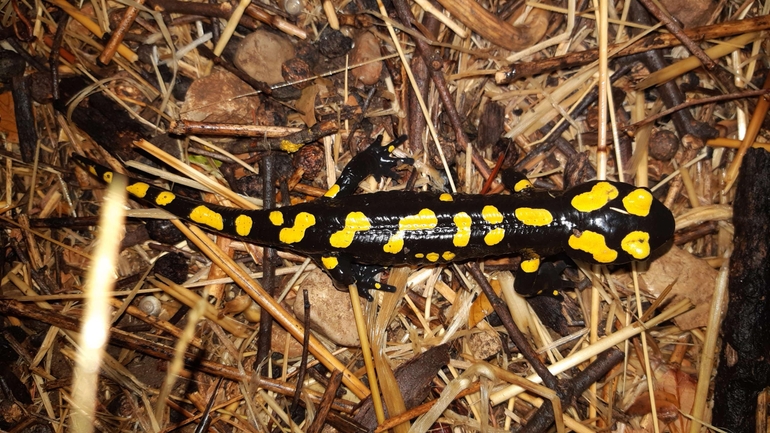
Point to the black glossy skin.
(316, 229)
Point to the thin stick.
(716, 313)
(605, 343)
(751, 134)
(366, 352)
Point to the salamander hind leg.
(540, 278)
(375, 160)
(344, 273)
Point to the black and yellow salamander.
(353, 236)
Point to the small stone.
(219, 97)
(484, 344)
(261, 55)
(332, 43)
(367, 47)
(311, 159)
(331, 313)
(296, 69)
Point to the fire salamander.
(353, 236)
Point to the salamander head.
(615, 223)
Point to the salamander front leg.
(344, 273)
(375, 160)
(515, 181)
(535, 278)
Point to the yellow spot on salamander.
(333, 191)
(494, 237)
(522, 185)
(424, 220)
(354, 222)
(600, 195)
(530, 265)
(243, 225)
(593, 243)
(638, 202)
(492, 215)
(395, 243)
(138, 189)
(289, 146)
(330, 262)
(534, 217)
(302, 221)
(463, 222)
(164, 198)
(204, 215)
(637, 243)
(276, 217)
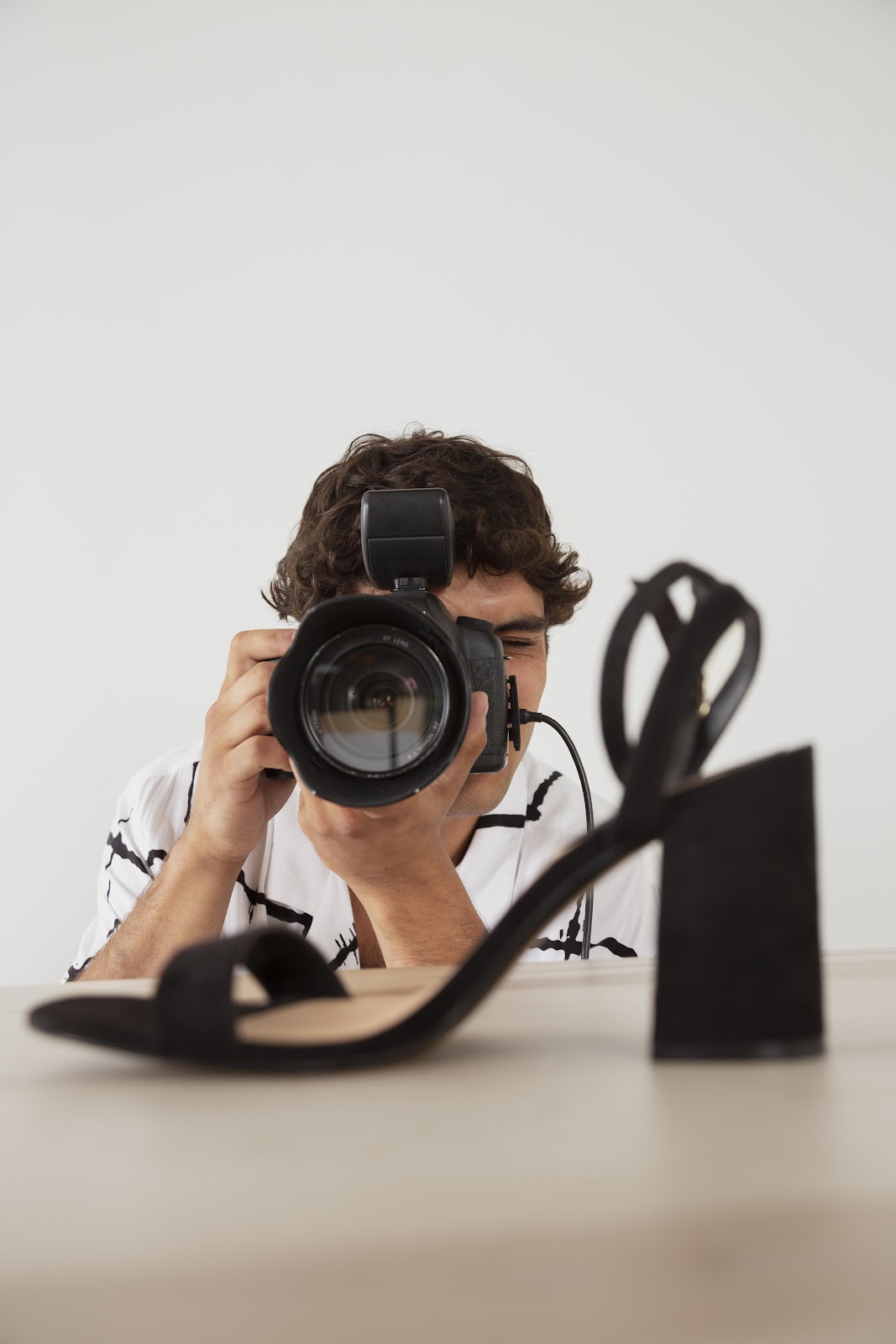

• _Aim of the task_
An exact copy of the listing is required, excluding any pictures.

• _The completed task_
Point to the black glossy skin.
(316, 229)
Point to the thin stick.
(716, 313)
(605, 343)
(751, 134)
(366, 352)
Point to the salamander hind leg.
(540, 278)
(375, 160)
(344, 273)
Point to the black and yellow salamander.
(353, 236)
Point to the small stone.
(219, 97)
(484, 344)
(261, 55)
(332, 43)
(367, 47)
(311, 159)
(331, 313)
(296, 69)
Point to the fire salamander.
(353, 236)
Point to the salamander head.
(615, 223)
Point to the salamander front leg.
(344, 273)
(375, 160)
(515, 181)
(535, 278)
Point to the yellow spot on salamander.
(333, 191)
(494, 237)
(522, 185)
(424, 220)
(354, 222)
(600, 195)
(530, 265)
(243, 225)
(593, 243)
(638, 202)
(492, 215)
(395, 243)
(138, 189)
(289, 146)
(330, 262)
(534, 217)
(302, 221)
(463, 222)
(164, 198)
(204, 215)
(637, 243)
(276, 217)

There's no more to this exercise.